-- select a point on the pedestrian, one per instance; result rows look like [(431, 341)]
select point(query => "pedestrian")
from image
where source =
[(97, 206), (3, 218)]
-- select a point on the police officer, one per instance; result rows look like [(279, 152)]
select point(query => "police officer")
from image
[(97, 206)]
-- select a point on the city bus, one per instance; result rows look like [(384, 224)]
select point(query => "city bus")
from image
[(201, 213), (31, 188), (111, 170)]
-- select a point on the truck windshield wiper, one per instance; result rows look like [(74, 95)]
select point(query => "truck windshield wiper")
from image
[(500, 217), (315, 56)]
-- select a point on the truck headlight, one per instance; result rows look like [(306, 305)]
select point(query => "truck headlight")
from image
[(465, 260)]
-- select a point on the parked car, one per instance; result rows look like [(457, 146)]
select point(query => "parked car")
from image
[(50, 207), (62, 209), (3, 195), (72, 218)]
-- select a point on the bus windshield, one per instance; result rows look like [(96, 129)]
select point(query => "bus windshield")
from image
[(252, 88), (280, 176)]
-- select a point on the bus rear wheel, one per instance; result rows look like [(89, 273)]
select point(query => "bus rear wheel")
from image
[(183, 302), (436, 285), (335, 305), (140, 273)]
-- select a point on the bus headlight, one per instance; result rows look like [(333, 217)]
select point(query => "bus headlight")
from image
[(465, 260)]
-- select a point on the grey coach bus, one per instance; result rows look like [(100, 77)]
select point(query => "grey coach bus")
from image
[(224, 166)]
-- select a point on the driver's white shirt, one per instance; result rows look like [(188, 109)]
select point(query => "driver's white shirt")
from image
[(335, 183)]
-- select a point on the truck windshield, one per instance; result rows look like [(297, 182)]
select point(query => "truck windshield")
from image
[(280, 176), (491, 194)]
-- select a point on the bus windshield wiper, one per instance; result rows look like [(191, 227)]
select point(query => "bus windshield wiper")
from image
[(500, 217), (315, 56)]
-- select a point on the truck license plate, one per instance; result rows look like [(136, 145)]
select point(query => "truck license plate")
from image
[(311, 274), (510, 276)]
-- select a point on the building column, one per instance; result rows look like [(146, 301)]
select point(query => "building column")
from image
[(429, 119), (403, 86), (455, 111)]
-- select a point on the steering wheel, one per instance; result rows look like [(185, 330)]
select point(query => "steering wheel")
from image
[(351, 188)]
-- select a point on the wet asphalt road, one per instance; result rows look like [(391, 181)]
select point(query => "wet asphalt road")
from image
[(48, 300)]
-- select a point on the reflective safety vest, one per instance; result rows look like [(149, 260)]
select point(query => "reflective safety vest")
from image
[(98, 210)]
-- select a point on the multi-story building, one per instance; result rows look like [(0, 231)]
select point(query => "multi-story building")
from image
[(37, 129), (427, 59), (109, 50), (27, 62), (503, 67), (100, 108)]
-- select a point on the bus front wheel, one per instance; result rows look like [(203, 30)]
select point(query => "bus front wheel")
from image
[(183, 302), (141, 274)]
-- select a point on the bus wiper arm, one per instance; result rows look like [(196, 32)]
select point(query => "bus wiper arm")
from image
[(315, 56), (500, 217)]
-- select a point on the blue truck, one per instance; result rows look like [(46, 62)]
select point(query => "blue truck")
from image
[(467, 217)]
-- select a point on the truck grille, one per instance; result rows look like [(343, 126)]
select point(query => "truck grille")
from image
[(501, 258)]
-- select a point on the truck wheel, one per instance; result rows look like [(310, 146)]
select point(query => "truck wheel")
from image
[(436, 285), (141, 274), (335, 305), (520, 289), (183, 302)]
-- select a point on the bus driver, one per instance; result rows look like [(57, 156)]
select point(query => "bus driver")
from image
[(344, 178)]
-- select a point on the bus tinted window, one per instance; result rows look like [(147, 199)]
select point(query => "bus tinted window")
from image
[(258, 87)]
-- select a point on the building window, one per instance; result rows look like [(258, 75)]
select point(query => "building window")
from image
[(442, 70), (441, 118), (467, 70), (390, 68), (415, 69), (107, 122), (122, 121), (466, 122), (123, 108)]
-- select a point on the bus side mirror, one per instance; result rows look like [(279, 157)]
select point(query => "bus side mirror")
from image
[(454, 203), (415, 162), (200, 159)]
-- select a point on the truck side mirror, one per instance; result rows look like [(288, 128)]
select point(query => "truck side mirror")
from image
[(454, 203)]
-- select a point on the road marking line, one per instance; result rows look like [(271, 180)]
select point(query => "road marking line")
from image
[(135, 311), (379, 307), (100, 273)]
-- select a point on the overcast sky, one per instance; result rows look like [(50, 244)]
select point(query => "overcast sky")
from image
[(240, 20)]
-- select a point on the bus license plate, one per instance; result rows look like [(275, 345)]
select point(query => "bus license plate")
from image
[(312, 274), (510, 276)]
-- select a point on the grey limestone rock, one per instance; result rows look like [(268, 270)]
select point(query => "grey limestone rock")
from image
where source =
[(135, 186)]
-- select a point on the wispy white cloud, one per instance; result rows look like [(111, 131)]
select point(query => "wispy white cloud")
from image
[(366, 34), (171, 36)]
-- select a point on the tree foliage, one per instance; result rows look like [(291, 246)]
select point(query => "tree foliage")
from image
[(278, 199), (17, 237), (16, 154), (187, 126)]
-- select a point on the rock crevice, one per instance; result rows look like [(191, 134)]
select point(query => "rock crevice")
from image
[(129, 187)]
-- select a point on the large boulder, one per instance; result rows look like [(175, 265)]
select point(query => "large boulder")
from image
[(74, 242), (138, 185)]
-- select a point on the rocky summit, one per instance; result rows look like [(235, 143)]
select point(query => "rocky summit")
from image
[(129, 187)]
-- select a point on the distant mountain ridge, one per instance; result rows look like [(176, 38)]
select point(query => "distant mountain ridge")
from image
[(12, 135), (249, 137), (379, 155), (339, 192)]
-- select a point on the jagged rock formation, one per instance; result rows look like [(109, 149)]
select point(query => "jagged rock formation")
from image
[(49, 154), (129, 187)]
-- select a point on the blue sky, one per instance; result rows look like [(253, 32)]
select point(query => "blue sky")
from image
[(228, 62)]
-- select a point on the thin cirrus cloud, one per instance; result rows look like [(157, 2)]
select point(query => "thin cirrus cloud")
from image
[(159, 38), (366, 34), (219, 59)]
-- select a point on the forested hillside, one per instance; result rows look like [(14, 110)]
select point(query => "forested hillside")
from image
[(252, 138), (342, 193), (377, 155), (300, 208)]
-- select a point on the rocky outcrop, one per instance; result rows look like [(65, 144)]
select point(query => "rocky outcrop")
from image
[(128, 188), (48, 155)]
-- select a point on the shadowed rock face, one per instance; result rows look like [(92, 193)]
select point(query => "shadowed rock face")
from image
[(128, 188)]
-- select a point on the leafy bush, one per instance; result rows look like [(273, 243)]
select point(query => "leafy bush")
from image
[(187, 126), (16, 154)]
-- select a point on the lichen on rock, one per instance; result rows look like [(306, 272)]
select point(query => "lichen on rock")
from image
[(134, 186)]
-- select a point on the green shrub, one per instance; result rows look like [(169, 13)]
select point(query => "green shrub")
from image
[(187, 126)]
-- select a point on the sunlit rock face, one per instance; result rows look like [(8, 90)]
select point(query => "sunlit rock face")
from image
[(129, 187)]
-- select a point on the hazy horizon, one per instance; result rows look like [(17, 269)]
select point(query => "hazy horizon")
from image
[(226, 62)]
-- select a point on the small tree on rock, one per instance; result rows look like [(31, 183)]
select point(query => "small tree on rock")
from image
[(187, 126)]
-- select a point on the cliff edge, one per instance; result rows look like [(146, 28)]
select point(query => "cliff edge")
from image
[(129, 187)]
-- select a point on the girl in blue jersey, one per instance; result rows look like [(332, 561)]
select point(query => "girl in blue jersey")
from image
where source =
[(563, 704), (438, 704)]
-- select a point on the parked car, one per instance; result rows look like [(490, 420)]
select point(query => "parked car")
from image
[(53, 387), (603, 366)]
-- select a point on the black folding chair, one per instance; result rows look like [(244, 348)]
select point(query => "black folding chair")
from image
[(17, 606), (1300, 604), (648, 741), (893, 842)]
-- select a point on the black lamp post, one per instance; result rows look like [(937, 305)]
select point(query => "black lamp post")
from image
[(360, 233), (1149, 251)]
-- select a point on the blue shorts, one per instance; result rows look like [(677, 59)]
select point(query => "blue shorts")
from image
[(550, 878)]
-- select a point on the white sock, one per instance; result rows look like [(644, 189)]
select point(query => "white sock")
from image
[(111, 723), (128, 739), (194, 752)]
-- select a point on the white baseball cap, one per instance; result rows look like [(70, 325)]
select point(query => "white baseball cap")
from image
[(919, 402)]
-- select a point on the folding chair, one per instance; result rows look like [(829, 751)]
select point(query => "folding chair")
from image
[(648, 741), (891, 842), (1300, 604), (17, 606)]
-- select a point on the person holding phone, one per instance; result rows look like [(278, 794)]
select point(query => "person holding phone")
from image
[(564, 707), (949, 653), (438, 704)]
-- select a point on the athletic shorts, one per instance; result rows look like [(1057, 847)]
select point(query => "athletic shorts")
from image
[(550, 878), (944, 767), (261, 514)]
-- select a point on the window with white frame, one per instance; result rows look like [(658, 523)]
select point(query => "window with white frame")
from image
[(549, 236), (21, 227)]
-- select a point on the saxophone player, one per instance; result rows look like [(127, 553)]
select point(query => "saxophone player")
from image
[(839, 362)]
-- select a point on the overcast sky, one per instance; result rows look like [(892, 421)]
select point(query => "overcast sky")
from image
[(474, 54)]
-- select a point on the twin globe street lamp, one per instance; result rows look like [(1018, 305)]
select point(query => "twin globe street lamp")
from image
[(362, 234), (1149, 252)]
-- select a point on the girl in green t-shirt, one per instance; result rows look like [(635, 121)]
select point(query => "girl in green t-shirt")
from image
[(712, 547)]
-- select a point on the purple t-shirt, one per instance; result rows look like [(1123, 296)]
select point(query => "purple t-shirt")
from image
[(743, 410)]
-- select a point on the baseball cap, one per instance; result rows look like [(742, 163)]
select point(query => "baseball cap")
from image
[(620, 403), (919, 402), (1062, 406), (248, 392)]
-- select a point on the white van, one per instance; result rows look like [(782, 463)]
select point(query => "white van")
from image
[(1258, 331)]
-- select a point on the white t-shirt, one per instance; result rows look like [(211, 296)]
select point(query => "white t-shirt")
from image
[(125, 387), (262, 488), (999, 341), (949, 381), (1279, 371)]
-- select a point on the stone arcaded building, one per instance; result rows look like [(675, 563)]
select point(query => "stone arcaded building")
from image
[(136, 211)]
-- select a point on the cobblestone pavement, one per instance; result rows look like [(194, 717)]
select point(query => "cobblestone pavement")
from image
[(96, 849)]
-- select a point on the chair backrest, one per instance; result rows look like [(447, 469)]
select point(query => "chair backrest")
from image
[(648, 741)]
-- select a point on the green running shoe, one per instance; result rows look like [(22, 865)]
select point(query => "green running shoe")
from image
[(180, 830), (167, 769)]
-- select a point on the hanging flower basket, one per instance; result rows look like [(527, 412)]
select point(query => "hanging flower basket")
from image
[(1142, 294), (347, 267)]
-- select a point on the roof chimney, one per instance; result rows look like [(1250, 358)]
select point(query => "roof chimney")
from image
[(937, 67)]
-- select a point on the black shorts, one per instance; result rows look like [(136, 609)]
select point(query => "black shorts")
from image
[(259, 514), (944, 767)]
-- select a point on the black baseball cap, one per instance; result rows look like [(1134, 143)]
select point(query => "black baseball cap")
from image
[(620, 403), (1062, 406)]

────────────────────

** Set exercise **
Start at the line that contains "-- select a point on the forested" and stop after the line that contains "[(128, 188), (48, 155)]". Write out those items again in full, requests included, adding 89 to every coordinate in the answer lists and leaving the requests and their sample rows unchanged.

** The output **
-- select a point on the forested hillside, one per instance; result rows look like [(14, 110)]
select point(query => "forested hillside")
from image
[(341, 227), (431, 282), (466, 244), (389, 297)]
-- select a point on the rocky outcrop, one per instance; result rows look like [(65, 144)]
select point(query => "rocky outcrop")
from image
[(217, 277), (137, 244)]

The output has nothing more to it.